- [Data in this exercise]
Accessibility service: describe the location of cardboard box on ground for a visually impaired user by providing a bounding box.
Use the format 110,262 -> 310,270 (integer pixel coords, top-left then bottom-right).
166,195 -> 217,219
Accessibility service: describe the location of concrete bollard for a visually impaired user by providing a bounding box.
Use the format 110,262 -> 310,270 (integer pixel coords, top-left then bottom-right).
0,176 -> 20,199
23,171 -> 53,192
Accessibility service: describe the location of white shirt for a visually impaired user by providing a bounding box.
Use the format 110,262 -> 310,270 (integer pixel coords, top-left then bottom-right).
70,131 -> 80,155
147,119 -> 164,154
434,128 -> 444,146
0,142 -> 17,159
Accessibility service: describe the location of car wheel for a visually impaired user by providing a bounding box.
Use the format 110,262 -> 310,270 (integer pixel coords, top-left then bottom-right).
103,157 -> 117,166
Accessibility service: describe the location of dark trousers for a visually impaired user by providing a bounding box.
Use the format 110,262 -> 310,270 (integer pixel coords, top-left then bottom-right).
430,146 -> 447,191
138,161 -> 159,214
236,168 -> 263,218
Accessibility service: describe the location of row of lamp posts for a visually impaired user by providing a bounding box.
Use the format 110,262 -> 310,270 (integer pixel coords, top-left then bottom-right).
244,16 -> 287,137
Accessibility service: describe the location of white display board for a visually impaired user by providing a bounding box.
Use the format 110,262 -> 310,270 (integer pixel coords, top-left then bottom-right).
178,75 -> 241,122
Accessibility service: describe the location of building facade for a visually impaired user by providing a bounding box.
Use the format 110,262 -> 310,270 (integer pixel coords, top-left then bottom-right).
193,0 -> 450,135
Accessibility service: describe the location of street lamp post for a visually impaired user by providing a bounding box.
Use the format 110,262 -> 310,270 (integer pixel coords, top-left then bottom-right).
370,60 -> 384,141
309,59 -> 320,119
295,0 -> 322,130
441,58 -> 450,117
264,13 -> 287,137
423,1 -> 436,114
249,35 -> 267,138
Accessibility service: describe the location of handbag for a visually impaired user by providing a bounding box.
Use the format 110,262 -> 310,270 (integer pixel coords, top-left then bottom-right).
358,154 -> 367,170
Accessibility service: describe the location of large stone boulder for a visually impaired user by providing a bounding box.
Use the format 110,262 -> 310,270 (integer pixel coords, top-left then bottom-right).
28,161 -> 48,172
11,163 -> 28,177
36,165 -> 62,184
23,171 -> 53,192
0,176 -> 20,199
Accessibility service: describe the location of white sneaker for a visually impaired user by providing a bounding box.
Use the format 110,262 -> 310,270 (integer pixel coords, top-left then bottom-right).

- [What is expected]
Pull out each line of the rows that contains the string "lamp", matching case exactly.

- [Response]
Accessibility service: describe the location of row of lamp posts for a visually impaired user by providing a bounding box.
Accessibility service: describe the location of street lamp post for a visually impaired user by providing a bounding box.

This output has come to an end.